═══ Dataset excerpts

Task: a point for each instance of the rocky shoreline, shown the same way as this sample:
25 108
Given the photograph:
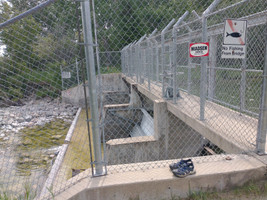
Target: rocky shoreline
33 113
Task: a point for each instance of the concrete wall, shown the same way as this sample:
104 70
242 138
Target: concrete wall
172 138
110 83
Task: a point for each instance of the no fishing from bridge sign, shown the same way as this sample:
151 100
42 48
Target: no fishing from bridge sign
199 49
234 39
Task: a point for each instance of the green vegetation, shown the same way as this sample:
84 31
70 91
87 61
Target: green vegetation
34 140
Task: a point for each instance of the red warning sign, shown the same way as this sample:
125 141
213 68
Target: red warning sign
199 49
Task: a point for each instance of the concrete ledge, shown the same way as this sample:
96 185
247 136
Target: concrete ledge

══════
═══ Dataset excerpts

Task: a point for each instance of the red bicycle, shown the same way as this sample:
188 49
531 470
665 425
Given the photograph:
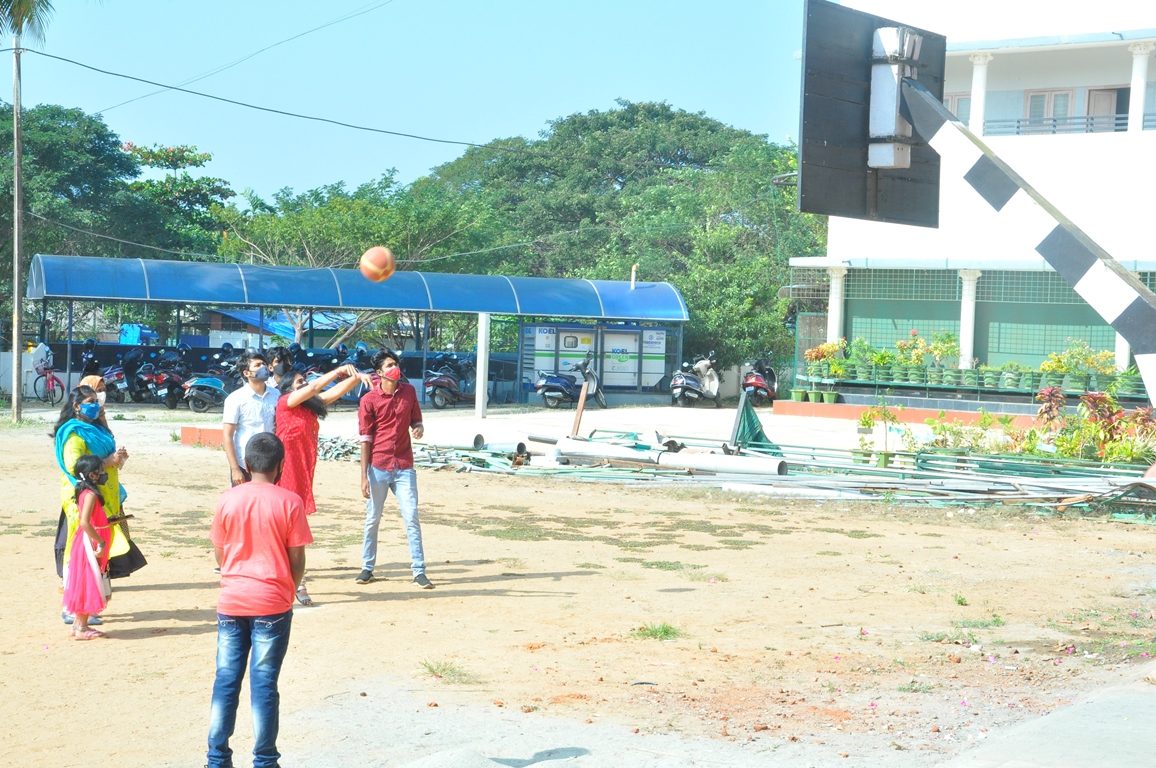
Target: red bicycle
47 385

══════
═══ Dataset excerpts

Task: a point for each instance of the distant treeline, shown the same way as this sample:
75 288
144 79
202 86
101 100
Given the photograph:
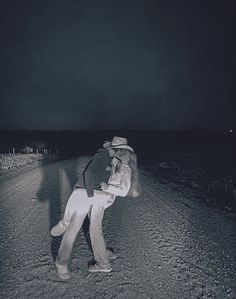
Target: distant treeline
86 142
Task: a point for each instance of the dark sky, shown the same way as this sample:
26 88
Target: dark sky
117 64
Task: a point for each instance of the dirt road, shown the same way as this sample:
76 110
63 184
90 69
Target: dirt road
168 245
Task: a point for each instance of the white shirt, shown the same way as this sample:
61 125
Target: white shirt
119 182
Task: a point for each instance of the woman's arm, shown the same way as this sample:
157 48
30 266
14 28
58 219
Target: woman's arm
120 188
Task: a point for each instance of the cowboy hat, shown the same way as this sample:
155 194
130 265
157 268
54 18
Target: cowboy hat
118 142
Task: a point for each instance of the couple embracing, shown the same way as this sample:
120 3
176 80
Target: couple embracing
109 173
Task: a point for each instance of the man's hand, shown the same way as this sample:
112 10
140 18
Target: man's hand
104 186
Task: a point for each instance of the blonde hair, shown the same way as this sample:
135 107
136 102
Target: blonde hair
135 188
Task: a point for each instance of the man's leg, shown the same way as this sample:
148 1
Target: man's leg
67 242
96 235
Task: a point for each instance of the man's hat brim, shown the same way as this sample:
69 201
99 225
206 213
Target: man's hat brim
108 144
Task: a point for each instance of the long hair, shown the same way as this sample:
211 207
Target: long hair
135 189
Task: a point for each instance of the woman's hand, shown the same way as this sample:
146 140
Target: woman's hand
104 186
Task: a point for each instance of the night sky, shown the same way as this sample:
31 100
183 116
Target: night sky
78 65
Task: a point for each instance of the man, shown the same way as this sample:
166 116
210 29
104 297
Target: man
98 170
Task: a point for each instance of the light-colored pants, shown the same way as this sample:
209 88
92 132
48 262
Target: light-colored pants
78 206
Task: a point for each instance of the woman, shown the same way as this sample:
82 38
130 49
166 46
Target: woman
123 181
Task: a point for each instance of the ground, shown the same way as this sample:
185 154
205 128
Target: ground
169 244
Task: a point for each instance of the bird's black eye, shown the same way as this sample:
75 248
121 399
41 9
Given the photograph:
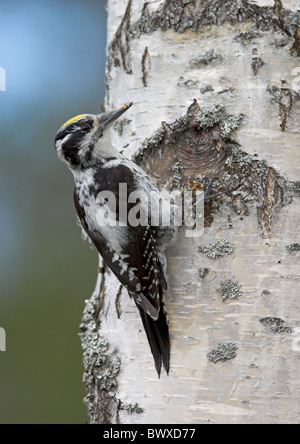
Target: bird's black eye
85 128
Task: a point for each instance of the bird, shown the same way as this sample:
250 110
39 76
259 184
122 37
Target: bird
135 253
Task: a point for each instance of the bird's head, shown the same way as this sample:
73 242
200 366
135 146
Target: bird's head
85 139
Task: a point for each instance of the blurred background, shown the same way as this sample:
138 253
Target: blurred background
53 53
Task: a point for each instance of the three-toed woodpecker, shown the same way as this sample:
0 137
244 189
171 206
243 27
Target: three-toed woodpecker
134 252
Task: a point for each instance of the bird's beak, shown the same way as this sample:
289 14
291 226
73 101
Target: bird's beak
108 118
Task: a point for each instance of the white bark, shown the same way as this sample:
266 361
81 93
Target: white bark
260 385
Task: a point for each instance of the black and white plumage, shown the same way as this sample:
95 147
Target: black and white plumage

══════

• **To do**
Write down exactly what the lines above say, from the line holding "Task: a point for each instance of the rocky" through the line holding "Target: concrete ledge", and nothing more. Do not copy the pictures.

• **Task result**
Task: a point for each instance of the rocky shoreline, shown the same way as this sample:
25 108
Given the photograph:
Target: rocky shoreline
33 113
Task: a point for each instance of the concrete wall, shown the same way as this sample:
104 70
242 138
Target: concrete wall
172 138
110 83
Task: a point for each instance of the no fishing from bridge sign, shown the same way as this sample:
151 100
42 48
Target: no fishing from bridge sign
199 49
234 39
Task: a point for each instance of the green vegetation, shown the same way as this sample:
84 31
70 91
87 61
Target: green vegetation
34 140
Task: a point for each instance of the red warning sign, shown the same way as this sample:
125 141
213 68
Target: red warning sign
199 49
Task: a point for each instance of the concrete ledge, shown the same way as this sample:
96 185
247 136
Target: concrete ledge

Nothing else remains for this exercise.